## AIM OF THE TASK
The data below is to be written out exactly, with no pictures.

===== SOURCE DATA

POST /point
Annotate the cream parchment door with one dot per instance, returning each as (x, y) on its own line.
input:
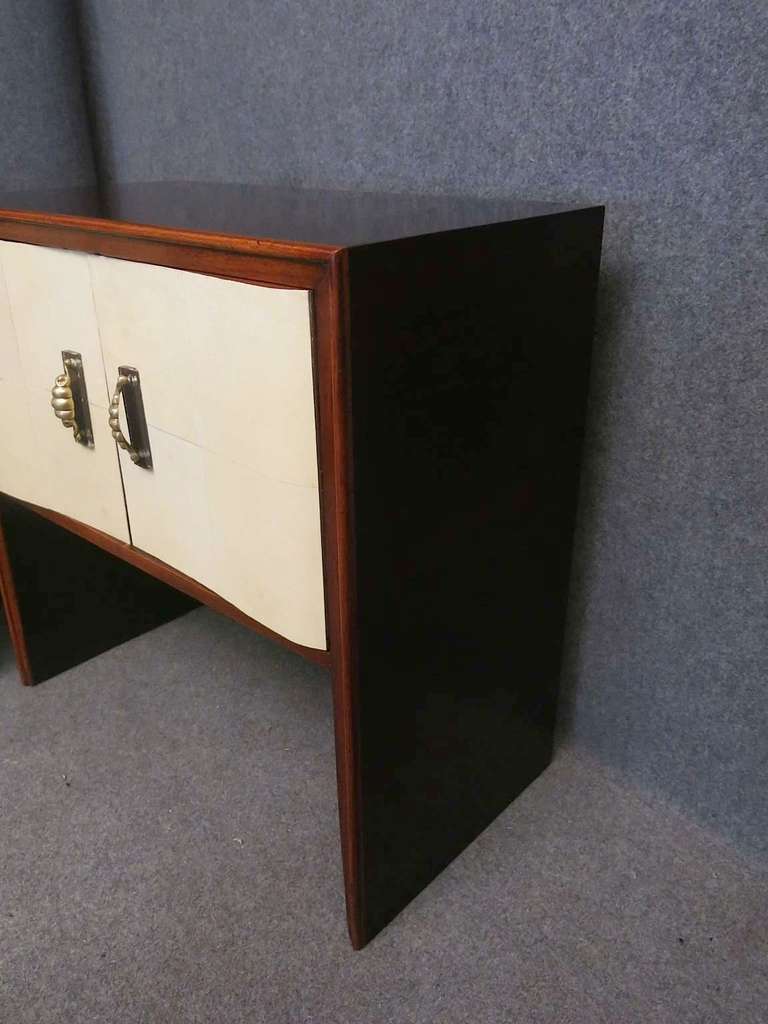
(46, 307)
(225, 373)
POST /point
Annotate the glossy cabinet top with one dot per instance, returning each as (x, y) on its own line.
(315, 216)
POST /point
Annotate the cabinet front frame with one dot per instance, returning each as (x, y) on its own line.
(323, 271)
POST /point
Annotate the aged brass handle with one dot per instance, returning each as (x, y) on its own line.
(117, 433)
(128, 387)
(70, 399)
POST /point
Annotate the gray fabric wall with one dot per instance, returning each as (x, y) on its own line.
(656, 109)
(44, 135)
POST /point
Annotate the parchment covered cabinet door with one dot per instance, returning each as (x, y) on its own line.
(46, 309)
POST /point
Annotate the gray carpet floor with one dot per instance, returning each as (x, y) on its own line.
(168, 853)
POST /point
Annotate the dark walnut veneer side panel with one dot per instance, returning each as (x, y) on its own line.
(469, 367)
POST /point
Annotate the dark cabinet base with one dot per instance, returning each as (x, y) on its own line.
(451, 348)
(67, 600)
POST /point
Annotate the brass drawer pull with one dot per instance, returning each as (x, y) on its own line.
(129, 386)
(70, 399)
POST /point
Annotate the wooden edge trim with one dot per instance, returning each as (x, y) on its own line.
(13, 614)
(302, 251)
(166, 573)
(331, 297)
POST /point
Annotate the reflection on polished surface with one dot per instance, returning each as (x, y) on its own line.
(318, 216)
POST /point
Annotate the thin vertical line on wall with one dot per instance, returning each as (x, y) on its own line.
(89, 101)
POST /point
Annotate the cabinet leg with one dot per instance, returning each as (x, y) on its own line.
(67, 600)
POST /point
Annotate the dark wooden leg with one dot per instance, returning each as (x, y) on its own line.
(67, 600)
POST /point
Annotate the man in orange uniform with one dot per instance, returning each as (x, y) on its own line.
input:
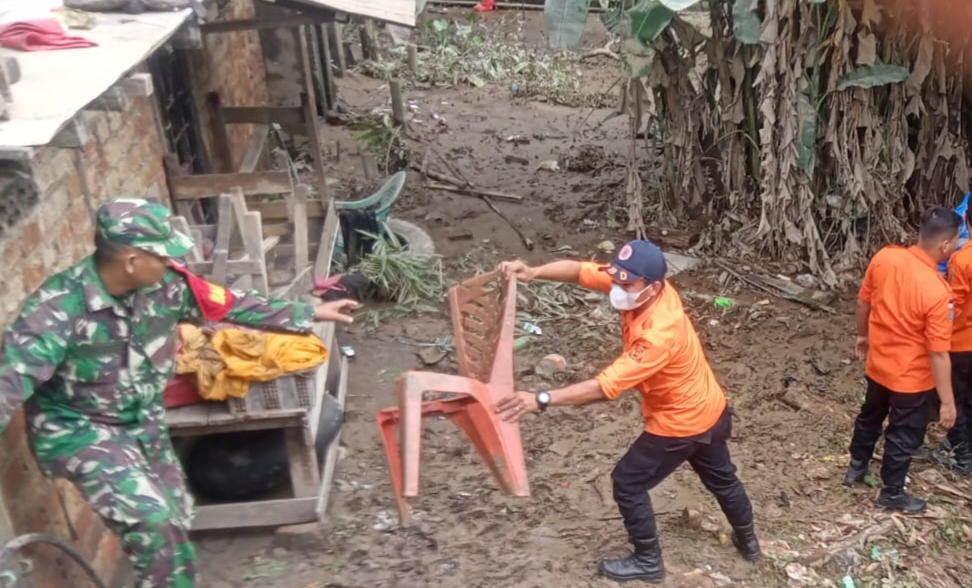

==========

## RESPONSE BOX
POST /point
Annotate the cream parchment door with one dot per instance, returning each as (x, y) on its own line.
input:
(46, 307)
(225, 373)
POST /point
Annotate the glossy cabinet top with one dot per instance, returning each as (x, y) on its own line.
(315, 216)
POST /point
Annotate the cabinet front frame with one dot per instance, returning each as (x, y) on its own line.
(323, 271)
POST /point
Annotate the aged brass handle with one dot per instance, returning each as (x, y) on its own line.
(117, 433)
(128, 387)
(70, 399)
POST /point
Annotate the gray fabric wall with one dot per instance, returning each as (x, y) on its own line.
(656, 109)
(44, 135)
POST /point
Annotate the parchment covered cabinet door with one dot per instance, returning each as (x, y) on its own line.
(46, 309)
POST /point
Annotate the gray carpet floor with one dot per instance, returning each as (x, y) on its own line.
(168, 853)
POST /point
Annotate the dark walnut veneer side panel with one dot per instance, returning each as (x, y) on its own line.
(469, 367)
POST /point
Annotate the dark cabinet base with one dot per instance, returning each as (x, y) on its own line.
(451, 348)
(67, 600)
POST /point
Annotate the brass drawer pull with one dot per instance, returning each as (x, y) on its own line.
(129, 386)
(70, 399)
POST /point
Annotate the wooden edge trim with one dot per instance, returning each as (x, y) on its own line.
(13, 614)
(302, 251)
(166, 573)
(331, 297)
POST /point
Annotate the reflection on polished surface with one dot per instance, returning each as (x, y) on its own line.
(318, 216)
POST /point
Annotate the thin vertical line on wall with one dot per instance, returning each as (x, y) on its own line.
(89, 101)
POST /point
Annotate the cabinet leg with one dot per instance, returning each as (x, y) on its own line.
(67, 600)
POST /point
Annotate the dark wooden leg with one dot per instance, returning each as (x, y) on its own line.
(67, 600)
POST /point
Annotate the man in orange uniform with one dot per instance, returning each as (x, y) on its own line.
input:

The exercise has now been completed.